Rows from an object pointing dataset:
□ □ □

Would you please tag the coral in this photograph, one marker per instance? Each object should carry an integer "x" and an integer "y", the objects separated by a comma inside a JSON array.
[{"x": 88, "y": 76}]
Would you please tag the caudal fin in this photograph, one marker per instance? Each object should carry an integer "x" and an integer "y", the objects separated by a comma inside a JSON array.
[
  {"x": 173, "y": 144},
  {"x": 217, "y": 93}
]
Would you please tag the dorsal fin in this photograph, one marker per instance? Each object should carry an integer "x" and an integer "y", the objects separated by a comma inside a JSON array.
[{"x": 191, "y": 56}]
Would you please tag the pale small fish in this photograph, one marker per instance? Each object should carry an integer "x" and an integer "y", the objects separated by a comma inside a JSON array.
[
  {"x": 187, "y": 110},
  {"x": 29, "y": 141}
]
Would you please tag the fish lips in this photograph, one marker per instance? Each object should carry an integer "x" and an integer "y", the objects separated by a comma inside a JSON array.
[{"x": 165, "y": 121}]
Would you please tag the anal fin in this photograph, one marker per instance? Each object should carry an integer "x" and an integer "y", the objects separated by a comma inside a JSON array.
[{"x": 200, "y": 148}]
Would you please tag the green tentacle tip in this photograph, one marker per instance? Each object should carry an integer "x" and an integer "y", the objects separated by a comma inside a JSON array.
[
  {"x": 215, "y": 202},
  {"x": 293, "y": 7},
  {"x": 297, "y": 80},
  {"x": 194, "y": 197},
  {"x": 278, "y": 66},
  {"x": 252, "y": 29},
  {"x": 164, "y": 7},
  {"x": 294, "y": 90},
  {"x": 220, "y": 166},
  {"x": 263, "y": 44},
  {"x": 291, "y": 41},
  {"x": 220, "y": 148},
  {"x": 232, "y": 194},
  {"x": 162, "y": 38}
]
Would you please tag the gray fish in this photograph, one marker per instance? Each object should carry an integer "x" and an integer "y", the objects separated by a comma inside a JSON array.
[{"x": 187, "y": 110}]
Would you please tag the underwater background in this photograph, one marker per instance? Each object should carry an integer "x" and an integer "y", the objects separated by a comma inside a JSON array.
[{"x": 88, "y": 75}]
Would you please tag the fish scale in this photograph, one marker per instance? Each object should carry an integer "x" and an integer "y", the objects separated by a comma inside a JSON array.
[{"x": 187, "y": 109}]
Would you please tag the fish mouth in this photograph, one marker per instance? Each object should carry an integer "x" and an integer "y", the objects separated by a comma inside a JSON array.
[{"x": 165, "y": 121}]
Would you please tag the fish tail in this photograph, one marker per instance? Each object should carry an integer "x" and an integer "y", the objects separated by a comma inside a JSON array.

□ □ □

Task prompt: Beginning with the line that contains "Would you please tag the fish scale" and continuing through the end of the material, reproduce every line, requests included, with each x and y coordinate in the answers offset by -28.

Written response:
Would you please tag the fish scale in this photograph, one marker per instance? Each object should carry an integer "x" and an integer "y", the objects separated by a comma inside a JSON array.
[{"x": 159, "y": 81}]
Would you please tag the fish mouth in this photograph, one marker per instance? Each object should carry an integer "x" and an integer "y", the objects separated by a comma inside a JSON array.
[{"x": 137, "y": 93}]
Would you please tag the fish tail in this photograph, one marker per instance? Each object should carry an integer "x" and an integer "y", the objects separated by a comma inside a JSON array.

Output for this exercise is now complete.